### DATA
## Begin

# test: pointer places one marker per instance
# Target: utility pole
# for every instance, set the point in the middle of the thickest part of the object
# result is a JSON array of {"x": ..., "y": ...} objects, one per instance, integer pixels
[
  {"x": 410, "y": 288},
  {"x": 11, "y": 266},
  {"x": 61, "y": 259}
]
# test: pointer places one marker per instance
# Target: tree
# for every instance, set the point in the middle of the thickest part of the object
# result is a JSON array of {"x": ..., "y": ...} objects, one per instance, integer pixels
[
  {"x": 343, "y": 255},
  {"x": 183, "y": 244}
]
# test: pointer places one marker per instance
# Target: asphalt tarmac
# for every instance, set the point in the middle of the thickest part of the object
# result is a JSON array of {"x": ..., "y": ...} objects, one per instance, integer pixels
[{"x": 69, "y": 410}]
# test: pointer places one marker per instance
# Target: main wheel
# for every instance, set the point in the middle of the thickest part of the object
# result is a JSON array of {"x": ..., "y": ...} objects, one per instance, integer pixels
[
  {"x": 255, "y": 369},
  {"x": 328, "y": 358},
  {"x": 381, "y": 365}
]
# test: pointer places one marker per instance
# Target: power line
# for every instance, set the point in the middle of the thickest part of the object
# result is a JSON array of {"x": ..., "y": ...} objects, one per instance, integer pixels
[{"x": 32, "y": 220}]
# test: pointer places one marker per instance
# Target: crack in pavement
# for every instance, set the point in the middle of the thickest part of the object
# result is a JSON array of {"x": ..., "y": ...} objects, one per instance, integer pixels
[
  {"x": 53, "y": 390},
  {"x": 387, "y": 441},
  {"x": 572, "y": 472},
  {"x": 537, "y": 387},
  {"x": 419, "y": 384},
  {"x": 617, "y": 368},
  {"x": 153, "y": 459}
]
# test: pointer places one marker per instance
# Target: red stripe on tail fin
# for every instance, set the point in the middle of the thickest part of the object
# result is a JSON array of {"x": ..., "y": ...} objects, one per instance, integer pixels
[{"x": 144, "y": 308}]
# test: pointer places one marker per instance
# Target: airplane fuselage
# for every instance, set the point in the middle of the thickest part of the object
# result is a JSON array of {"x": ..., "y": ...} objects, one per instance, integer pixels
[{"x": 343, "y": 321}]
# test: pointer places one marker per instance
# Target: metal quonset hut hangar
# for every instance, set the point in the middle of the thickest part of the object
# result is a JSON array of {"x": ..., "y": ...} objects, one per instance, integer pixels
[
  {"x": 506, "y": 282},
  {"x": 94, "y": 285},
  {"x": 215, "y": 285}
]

## End

### WORK REQUIRED
Output the listing above word for word.

### ANSWER TO THIS TASK
# test: pointer places one marker per instance
# Target: utility pole
# for every instance, set the point in the middle of the thickest part of the object
# result is a JSON array of {"x": ..., "y": ...} objects, one per instance, integer pixels
[
  {"x": 410, "y": 288},
  {"x": 11, "y": 266},
  {"x": 61, "y": 259}
]
# test: pointer places one marker per instance
# Target: tree
# for every instance, set the point in the middle of the thickest part of the object
# result is a JSON array of {"x": ..., "y": ...} objects, one per instance, integer pixels
[
  {"x": 343, "y": 255},
  {"x": 183, "y": 244}
]
# test: pointer places one marker per instance
# Target: asphalt tarmac
# for every instance, set the point in the middle of the thickest part of the object
# result is a JSON array of {"x": ..., "y": ...} objects, one per instance, integer pixels
[{"x": 69, "y": 410}]
# test: pointer places one marker per instance
# Target: main wheel
# for every instance, set the point in the middle of the thickest part of the object
# result is a JSON array of {"x": ..., "y": ...} objects, one per instance, integer pixels
[
  {"x": 255, "y": 369},
  {"x": 328, "y": 358},
  {"x": 381, "y": 365}
]
# test: pointer places one marker per instance
# Target: power line
# for every instance, set the point in the middle of the thickest part of the object
# result is a JSON array of {"x": ..., "y": ...} objects, one per instance, integer pixels
[{"x": 32, "y": 220}]
# test: pointer places one marker per instance
# Target: crack in pavement
# for every instance, set the point in the middle of the thickest part of the object
# result is a JSON array of {"x": ..., "y": ...} objects, one per instance, integer pixels
[
  {"x": 53, "y": 390},
  {"x": 387, "y": 441},
  {"x": 572, "y": 472},
  {"x": 537, "y": 387},
  {"x": 419, "y": 384},
  {"x": 617, "y": 368},
  {"x": 153, "y": 459}
]
# test: pointer places one marker per instance
# Target: red stripe on tail fin
# for every instance, set the point in the middle of the thickest part of the object
# result is a JSON array of {"x": ..., "y": ...} objects, one per instance, integer pixels
[{"x": 144, "y": 308}]
# test: pointer places one marker per instance
# Target: airplane fuselage
# for every instance, set the point in the middle of the thickest part of the object
# result is a JSON array of {"x": ..., "y": ...} objects, one per instance, integer pixels
[{"x": 343, "y": 321}]
# test: pointer places one marker per instance
# Target: metal quonset hut hangar
# for every instance, set the point in the middle of the thickest part of the object
# result is a JSON array of {"x": ..., "y": ...} objects, one per instance, integer pixels
[
  {"x": 506, "y": 282},
  {"x": 94, "y": 285},
  {"x": 215, "y": 285}
]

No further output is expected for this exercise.